### What to produce
Please render the lines of the records from the line with "Practice step: put a point on each instance of the snow-covered" up to and including the line with "(1011, 739)" as a Markdown table with the columns Row and Line. Give each line its own numbered row and leave out blank lines.

### Data shown
+-------+
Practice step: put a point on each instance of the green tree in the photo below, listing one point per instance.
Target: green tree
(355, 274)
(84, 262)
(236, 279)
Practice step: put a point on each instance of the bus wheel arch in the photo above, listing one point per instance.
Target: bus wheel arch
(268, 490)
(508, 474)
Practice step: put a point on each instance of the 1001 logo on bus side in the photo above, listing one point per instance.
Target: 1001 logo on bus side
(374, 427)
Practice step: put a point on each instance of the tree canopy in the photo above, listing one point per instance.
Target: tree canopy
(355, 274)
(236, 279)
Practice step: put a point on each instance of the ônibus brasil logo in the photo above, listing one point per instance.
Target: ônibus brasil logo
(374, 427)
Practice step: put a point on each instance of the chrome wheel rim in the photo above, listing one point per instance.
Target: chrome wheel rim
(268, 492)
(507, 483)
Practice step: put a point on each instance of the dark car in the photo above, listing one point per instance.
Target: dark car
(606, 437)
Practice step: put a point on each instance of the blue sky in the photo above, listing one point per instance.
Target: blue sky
+-------+
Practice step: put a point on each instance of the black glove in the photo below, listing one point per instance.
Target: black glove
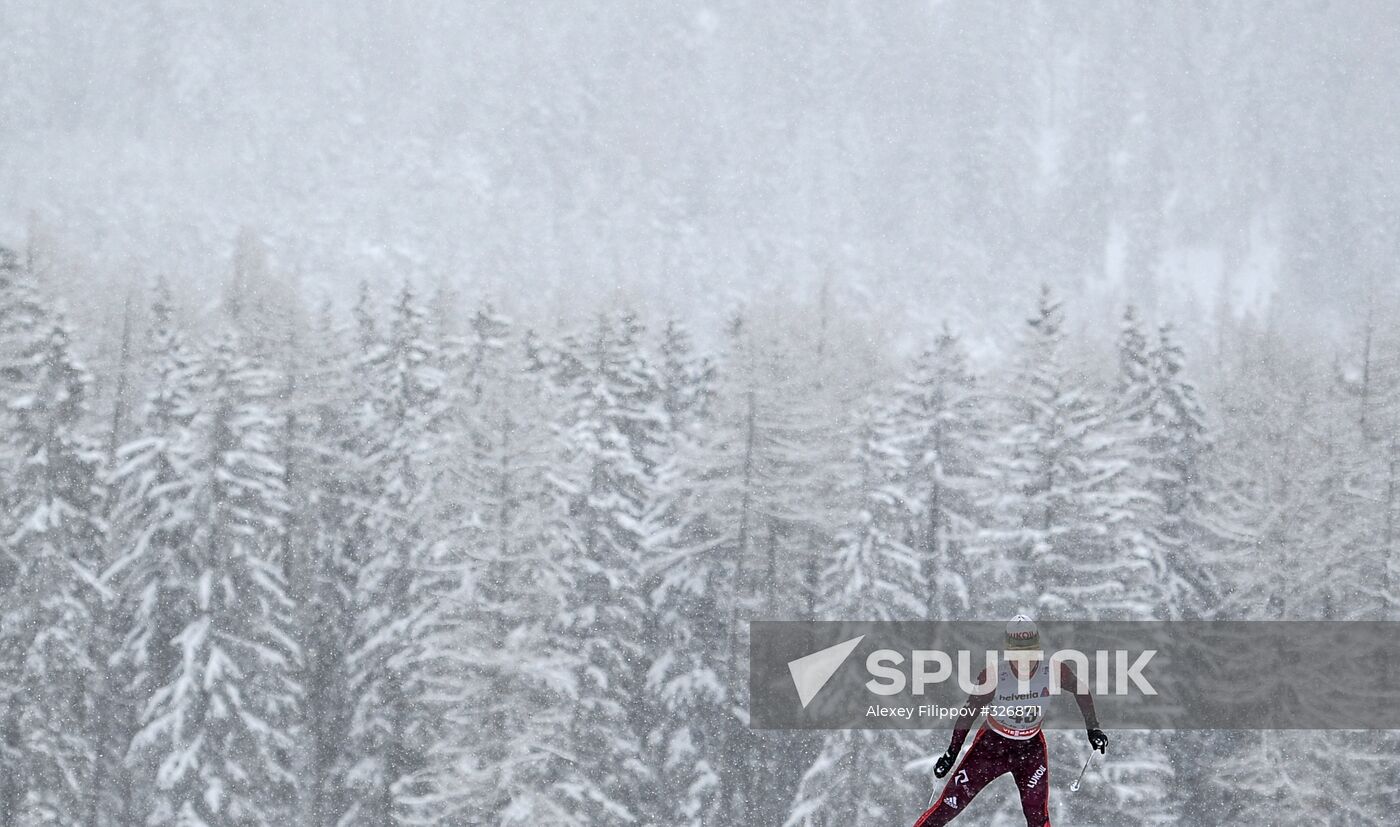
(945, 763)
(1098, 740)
+-------+
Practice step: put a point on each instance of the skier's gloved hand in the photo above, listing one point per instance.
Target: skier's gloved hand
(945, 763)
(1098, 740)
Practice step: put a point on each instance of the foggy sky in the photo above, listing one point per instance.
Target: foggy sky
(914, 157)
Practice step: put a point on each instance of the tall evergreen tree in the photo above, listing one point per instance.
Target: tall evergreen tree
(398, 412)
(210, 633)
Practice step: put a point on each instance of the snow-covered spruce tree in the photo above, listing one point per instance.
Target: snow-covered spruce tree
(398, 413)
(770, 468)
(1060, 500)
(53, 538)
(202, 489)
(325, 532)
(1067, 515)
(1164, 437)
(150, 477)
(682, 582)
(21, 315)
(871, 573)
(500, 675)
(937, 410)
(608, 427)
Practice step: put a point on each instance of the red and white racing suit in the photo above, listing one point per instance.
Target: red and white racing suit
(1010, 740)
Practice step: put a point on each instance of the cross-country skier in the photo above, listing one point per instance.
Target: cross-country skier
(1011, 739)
+-------+
### Response
| Row | Line |
|---|---|
| 1 | Practice step: put a point on each instance of the snow-covered spruce tree in the photo above, listing one point per instance. |
| 2 | Target: snow-covered spruce tree |
| 3 | (398, 413) |
| 4 | (770, 468) |
| 5 | (1060, 500) |
| 6 | (53, 538) |
| 7 | (202, 489) |
| 8 | (325, 532) |
| 9 | (1067, 515) |
| 10 | (1164, 437) |
| 11 | (150, 477) |
| 12 | (682, 582) |
| 13 | (21, 315) |
| 14 | (871, 573) |
| 15 | (500, 675) |
| 16 | (937, 410) |
| 17 | (608, 427) |
| 18 | Practice step: put a point on each instance of the red and white racing suit in the photo above, listing one point per instance. |
| 19 | Target: red and white racing suit |
| 20 | (1010, 740) |
| 21 | Practice step: put a point on each instance of the cross-country skier in the photo above, listing one point per instance. |
| 22 | Target: cross-country skier |
| 23 | (1011, 739) |